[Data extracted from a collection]
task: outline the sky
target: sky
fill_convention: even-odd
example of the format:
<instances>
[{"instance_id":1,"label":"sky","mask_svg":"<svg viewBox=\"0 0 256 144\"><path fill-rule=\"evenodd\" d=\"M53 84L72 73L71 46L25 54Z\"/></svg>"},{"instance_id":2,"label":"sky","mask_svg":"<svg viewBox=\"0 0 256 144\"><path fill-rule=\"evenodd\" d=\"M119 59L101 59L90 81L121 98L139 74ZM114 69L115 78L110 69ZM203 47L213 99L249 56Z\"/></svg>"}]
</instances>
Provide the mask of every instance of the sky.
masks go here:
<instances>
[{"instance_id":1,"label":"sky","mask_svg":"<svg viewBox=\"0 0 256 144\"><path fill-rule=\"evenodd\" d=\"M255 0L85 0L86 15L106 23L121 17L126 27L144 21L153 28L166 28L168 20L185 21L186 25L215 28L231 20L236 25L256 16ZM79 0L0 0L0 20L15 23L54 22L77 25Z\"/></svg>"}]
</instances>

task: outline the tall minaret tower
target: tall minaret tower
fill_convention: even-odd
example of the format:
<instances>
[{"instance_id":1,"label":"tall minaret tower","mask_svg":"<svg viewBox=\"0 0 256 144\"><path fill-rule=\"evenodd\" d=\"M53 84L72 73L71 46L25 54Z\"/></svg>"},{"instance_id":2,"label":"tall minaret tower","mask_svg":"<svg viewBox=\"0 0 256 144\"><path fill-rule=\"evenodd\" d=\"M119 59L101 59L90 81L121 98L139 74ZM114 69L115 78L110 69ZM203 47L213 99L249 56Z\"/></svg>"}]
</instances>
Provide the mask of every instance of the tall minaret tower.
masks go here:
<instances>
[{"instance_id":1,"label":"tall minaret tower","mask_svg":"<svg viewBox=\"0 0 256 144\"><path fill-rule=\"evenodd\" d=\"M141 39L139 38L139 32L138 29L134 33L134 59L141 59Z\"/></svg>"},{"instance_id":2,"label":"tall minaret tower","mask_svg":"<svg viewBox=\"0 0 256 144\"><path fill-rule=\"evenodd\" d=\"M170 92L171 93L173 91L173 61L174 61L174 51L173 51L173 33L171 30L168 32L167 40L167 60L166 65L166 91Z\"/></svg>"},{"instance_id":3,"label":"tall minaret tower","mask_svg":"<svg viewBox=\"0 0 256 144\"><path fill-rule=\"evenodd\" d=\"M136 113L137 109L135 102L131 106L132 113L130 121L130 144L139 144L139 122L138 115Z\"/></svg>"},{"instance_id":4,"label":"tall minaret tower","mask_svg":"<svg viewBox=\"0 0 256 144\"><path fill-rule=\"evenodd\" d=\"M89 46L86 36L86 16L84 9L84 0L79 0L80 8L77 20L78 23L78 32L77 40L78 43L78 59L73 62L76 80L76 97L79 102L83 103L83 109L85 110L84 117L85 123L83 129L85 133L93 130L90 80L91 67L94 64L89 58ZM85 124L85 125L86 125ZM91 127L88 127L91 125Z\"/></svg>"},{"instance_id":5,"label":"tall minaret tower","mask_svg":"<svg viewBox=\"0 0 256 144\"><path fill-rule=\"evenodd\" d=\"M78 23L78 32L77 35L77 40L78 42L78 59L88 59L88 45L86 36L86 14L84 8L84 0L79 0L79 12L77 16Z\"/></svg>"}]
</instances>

● What is expected: Output the listing above exactly as it appears.

● Output below:
task: outline the sky
target: sky
fill_convention: even-odd
example of the format:
<instances>
[{"instance_id":1,"label":"sky","mask_svg":"<svg viewBox=\"0 0 256 144\"><path fill-rule=\"evenodd\" d=\"M53 84L72 73L71 46L25 54Z\"/></svg>"},{"instance_id":2,"label":"sky","mask_svg":"<svg viewBox=\"0 0 256 144\"><path fill-rule=\"evenodd\" d=\"M119 59L101 59L90 81L121 98L139 74ZM114 69L115 78L110 69ZM203 47L213 99L249 56Z\"/></svg>"}]
</instances>
Provide the mask of every instance of the sky.
masks go here:
<instances>
[{"instance_id":1,"label":"sky","mask_svg":"<svg viewBox=\"0 0 256 144\"><path fill-rule=\"evenodd\" d=\"M255 0L85 0L86 15L106 23L121 17L126 27L144 21L153 28L166 28L168 20L185 21L186 25L215 28L231 20L236 25L256 16ZM79 0L0 0L0 20L15 23L54 22L77 25Z\"/></svg>"}]
</instances>

task: outline the tall minaret tower
target: tall minaret tower
fill_convention: even-odd
example of the format:
<instances>
[{"instance_id":1,"label":"tall minaret tower","mask_svg":"<svg viewBox=\"0 0 256 144\"><path fill-rule=\"evenodd\" d=\"M53 84L72 73L71 46L25 54Z\"/></svg>"},{"instance_id":2,"label":"tall minaret tower","mask_svg":"<svg viewBox=\"0 0 256 144\"><path fill-rule=\"evenodd\" d=\"M119 59L101 59L90 81L121 98L139 74ZM114 69L115 78L110 69ZM203 47L213 99L249 56Z\"/></svg>"}]
</instances>
Provide the mask of every instance of the tall minaret tower.
masks go here:
<instances>
[{"instance_id":1,"label":"tall minaret tower","mask_svg":"<svg viewBox=\"0 0 256 144\"><path fill-rule=\"evenodd\" d=\"M141 39L139 38L139 32L138 29L134 33L134 59L141 59Z\"/></svg>"},{"instance_id":2,"label":"tall minaret tower","mask_svg":"<svg viewBox=\"0 0 256 144\"><path fill-rule=\"evenodd\" d=\"M170 92L171 93L173 91L173 61L174 61L174 51L173 51L173 33L171 30L168 32L167 40L167 60L166 65L166 91Z\"/></svg>"},{"instance_id":3,"label":"tall minaret tower","mask_svg":"<svg viewBox=\"0 0 256 144\"><path fill-rule=\"evenodd\" d=\"M136 113L137 109L135 102L131 106L132 113L130 121L130 144L139 144L139 122L138 115Z\"/></svg>"},{"instance_id":4,"label":"tall minaret tower","mask_svg":"<svg viewBox=\"0 0 256 144\"><path fill-rule=\"evenodd\" d=\"M89 46L86 36L86 16L84 9L84 0L79 0L80 8L77 20L78 23L78 32L77 40L78 43L78 59L73 62L76 80L76 97L79 102L83 103L83 109L85 110L84 117L85 123L83 129L85 133L93 130L90 80L91 67L94 64L89 58ZM85 124L85 125L86 125ZM91 127L88 127L91 125Z\"/></svg>"},{"instance_id":5,"label":"tall minaret tower","mask_svg":"<svg viewBox=\"0 0 256 144\"><path fill-rule=\"evenodd\" d=\"M78 23L78 32L77 35L77 40L78 42L78 59L88 59L88 45L86 36L86 14L84 8L84 0L79 0L79 12L77 16Z\"/></svg>"}]
</instances>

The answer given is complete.